Reproduce verbatim the portion of the rows below that begins with the line containing "Mark one point per instance of the bmw roundel" and continues to the end of the rows, including both the first and the final line.

Source data
○ ○ ○ ○
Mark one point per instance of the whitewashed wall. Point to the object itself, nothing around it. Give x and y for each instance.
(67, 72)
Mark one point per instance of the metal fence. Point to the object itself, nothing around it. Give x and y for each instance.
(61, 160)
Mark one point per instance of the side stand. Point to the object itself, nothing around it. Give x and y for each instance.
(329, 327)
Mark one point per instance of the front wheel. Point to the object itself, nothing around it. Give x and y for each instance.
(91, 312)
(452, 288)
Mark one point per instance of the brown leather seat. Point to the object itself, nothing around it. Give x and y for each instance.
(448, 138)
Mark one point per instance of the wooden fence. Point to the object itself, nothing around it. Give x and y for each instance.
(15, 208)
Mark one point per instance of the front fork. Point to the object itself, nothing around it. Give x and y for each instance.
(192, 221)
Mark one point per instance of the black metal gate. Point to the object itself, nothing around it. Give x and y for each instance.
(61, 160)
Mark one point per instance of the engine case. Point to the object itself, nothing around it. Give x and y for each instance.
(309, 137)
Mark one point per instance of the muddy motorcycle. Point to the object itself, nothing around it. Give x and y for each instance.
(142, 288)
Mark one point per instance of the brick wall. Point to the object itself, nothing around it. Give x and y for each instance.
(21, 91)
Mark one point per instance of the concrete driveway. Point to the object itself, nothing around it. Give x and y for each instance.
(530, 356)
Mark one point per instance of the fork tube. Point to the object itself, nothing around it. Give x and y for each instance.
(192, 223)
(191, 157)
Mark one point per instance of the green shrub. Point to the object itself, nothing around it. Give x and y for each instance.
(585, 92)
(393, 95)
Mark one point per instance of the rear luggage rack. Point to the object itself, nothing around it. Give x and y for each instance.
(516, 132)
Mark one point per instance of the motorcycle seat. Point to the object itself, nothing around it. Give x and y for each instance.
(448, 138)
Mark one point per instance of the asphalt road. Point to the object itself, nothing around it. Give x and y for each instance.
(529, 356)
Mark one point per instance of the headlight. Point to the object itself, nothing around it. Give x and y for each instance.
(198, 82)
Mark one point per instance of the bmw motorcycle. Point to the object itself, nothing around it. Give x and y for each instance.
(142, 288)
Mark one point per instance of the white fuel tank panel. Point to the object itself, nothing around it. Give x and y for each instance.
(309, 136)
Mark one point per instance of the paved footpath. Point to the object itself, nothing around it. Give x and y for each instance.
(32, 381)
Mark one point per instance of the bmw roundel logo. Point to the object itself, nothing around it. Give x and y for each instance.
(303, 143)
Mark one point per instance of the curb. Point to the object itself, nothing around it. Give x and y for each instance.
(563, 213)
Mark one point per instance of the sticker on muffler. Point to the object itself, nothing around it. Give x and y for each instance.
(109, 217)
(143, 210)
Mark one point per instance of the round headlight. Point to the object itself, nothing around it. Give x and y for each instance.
○ ○ ○ ○
Exercise output
Mark one point per instance of the bmw roundel logo. Point to the object itself, nothing around it. Give x and y for each instance.
(303, 143)
Mark one point per instance of the curb. Point to the object itself, nothing around it. Give x and y for each instance.
(563, 213)
Mark one point per instance of the sticker on muffler. Point to the object itself, nothing around it. Give x and y for each instance.
(109, 217)
(143, 210)
Mark one point per instance of the round headlight. Point to the object itself, nothing around it. Give x and y for each instance.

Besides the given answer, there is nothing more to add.